-- start --

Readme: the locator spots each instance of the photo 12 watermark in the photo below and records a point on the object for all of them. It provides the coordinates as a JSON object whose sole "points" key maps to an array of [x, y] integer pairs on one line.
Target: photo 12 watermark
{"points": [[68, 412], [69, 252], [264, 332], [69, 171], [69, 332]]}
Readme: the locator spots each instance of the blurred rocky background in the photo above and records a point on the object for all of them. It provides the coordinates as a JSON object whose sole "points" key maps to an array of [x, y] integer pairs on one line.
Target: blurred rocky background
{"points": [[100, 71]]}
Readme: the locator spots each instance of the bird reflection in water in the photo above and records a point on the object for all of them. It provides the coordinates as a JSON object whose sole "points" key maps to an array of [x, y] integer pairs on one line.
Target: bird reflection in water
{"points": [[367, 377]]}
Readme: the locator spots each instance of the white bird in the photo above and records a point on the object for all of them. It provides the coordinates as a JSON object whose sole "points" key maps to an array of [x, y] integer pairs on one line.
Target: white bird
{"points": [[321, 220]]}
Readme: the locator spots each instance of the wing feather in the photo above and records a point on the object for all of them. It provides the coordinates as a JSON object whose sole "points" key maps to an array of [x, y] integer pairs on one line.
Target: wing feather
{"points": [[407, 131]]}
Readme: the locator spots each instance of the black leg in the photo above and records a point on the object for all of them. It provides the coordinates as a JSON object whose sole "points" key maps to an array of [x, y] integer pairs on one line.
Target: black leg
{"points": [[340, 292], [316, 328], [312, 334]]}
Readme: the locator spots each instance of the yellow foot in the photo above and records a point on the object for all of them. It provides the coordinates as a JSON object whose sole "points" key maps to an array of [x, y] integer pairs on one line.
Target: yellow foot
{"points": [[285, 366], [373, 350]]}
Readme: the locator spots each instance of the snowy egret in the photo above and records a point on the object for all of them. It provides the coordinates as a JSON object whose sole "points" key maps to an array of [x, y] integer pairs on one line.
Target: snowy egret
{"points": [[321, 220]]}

-- end --

**Goal:**
Please copy every line of the data again, starting at the line that contains "Readme: the locator spots each instance of the wing" and ending at the last line of the data, shifting each coordinate in the answers by -96.

**Problem solution:**
Readme: the locator spots each instance of the wing feather in the photo above and records a point on the object for all of them. It provides the coordinates as a JSON object whose sole "points" key maps to an array of [x, y] integer pairs on one line.
Target: wing feather
{"points": [[311, 35]]}
Readme: the locator spots each instance of the black leg in the photo above and records a point on the object for all of them. It provides the coordinates as a JSON object whose sole "points" key maps to an array of [x, y] integer pairs on one line.
Target: black leg
{"points": [[244, 196], [220, 232], [216, 238]]}
Readme: the locator spots each instance of the yellow foot in the photo above and records a point on the object for all of them. It provides the coordinates as a JSON object whose sole "points" key maps to an array of [x, y] integer pairs on one line.
Target: yellow foot
{"points": [[189, 270], [277, 254]]}
Readme: the locator spots each instance of the snowy egret in the photo above and records a point on the object for all of them. It provides the coordinates as a JSON object whose sole "points" key maps to an array of [x, y] integer pairs on one line.
Target: snowy egret
{"points": [[225, 124]]}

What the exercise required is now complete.